_WHAT NEEDS TO BE DONE:_
Extract the full listing verbatim and drop any pictures from your copy.

begin DATA TO USE

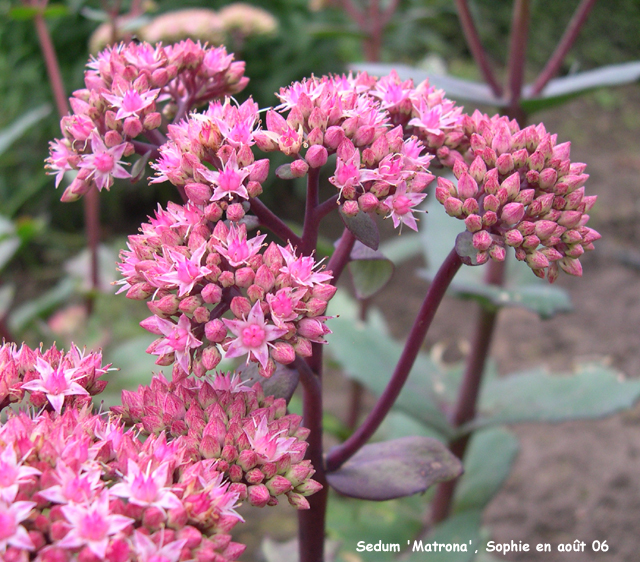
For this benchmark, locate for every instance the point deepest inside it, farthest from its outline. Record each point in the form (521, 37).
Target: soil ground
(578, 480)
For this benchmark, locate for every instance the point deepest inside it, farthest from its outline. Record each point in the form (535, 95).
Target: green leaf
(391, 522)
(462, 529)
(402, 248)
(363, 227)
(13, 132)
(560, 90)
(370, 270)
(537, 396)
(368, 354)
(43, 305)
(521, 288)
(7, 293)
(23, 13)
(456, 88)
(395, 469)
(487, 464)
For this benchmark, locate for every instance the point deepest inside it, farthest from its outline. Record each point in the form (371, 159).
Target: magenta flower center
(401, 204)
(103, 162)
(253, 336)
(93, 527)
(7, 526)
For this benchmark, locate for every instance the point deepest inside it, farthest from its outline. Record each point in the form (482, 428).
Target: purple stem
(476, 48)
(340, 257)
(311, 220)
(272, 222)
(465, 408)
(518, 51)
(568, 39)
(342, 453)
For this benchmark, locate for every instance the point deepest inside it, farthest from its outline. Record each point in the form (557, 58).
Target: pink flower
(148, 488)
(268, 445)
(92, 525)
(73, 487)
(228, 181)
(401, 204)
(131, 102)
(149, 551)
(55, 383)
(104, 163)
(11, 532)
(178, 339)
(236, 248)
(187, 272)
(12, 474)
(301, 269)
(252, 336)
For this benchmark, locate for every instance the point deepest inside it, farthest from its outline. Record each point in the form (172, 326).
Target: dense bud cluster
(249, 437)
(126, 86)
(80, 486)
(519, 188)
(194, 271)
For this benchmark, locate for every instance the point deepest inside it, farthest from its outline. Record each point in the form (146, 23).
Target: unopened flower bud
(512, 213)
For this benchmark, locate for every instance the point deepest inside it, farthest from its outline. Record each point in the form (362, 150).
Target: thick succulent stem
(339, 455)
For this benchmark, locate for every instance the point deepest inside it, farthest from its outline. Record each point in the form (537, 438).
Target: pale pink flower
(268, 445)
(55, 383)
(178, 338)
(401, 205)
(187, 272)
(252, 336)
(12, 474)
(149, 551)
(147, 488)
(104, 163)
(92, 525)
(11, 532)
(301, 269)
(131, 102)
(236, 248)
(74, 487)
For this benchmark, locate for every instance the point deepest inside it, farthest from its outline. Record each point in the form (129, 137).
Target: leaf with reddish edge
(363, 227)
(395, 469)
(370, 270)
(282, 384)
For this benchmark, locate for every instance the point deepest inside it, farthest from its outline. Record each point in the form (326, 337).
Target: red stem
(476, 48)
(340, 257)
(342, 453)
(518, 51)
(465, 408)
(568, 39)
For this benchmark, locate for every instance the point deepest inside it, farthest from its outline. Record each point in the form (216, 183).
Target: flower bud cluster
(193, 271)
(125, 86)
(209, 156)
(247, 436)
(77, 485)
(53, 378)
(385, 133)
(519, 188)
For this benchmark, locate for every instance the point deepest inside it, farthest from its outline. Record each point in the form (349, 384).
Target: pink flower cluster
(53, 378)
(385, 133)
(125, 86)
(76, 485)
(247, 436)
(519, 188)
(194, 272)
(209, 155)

end DATA TO USE

_RESPONSE:_
For this benchmark, locate for every instance the point deepest inside it, farthest from its outline. Record each point in the form (521, 37).
Target: soil ground
(578, 480)
For this benchmark, locate for every instance the point deepest inside it, farthest from its outline. Record each point in the form (535, 95).
Target: green leaf
(391, 522)
(462, 529)
(402, 248)
(363, 227)
(13, 132)
(560, 90)
(370, 270)
(537, 396)
(368, 354)
(43, 305)
(521, 288)
(7, 293)
(23, 13)
(456, 88)
(395, 469)
(487, 464)
For this benchmark, locate for every instance the point deepest inside it, farthest from its outline. Record each point in the form (371, 159).
Target: magenta flower center
(401, 204)
(103, 162)
(253, 336)
(93, 527)
(7, 526)
For this benchmark, locate for every instance the point deepest inside it, farthest from its outline. Record each point in the form (482, 428).
Target: purple stem
(476, 48)
(340, 257)
(311, 220)
(272, 222)
(465, 408)
(518, 51)
(568, 39)
(342, 453)
For this benchmark, locate for every instance the point deepest inside it, farthest from its outline. Record each point in the form (557, 58).
Target: pink flower
(148, 488)
(268, 445)
(92, 525)
(73, 487)
(228, 181)
(401, 204)
(131, 102)
(149, 551)
(55, 383)
(104, 163)
(11, 532)
(178, 339)
(236, 248)
(187, 272)
(12, 474)
(301, 269)
(252, 336)
For this benchmark, locate for every instance the point deepest inside it, farthest from its outline. Record each point in the form (172, 326).
Target: dense bud cluster
(249, 437)
(126, 86)
(80, 486)
(519, 188)
(194, 271)
For this benchmark, locate for every instance the point deepest inside it, farthest from its outline. Record each point in the form (146, 23).
Target: unopened flower bud
(512, 213)
For this benchmark, locate for every instance the point deepest inside it, farthest from its outline. Record each point in the form (362, 150).
Target: thick succulent stem
(339, 455)
For this benchmark, locate for every instance the point deepest inside it, farthest from its outline. Record each point in the form (537, 438).
Target: pale pink flower
(268, 445)
(55, 383)
(178, 338)
(401, 205)
(187, 272)
(252, 336)
(12, 474)
(149, 551)
(147, 488)
(104, 163)
(92, 525)
(11, 532)
(301, 269)
(131, 102)
(236, 248)
(74, 487)
For this benchmark, locate for every instance the point deepest inside it, farthest from its outline. Record each point in the form (129, 137).
Target: leaf with reddish edge
(363, 227)
(395, 469)
(370, 270)
(282, 384)
For this benchmark, locate for every instance the point deepest inside it, farthest from its outline. Record each point in the form (326, 337).
Target: red stem
(476, 48)
(340, 257)
(342, 453)
(518, 51)
(465, 408)
(568, 39)
For this benchmark, locate for every instance the point deepest inside it, farthest from its outline. Record each point in the form (216, 183).
Target: flower bud cluster
(193, 271)
(125, 86)
(209, 156)
(247, 436)
(77, 485)
(53, 378)
(385, 133)
(519, 188)
For this benchmark, locate for every instance the point deepest inside it, farthest from its outline. Record each point in the form (349, 384).
Target: pink flower cluster
(53, 378)
(385, 133)
(125, 86)
(76, 485)
(247, 436)
(519, 188)
(194, 272)
(209, 155)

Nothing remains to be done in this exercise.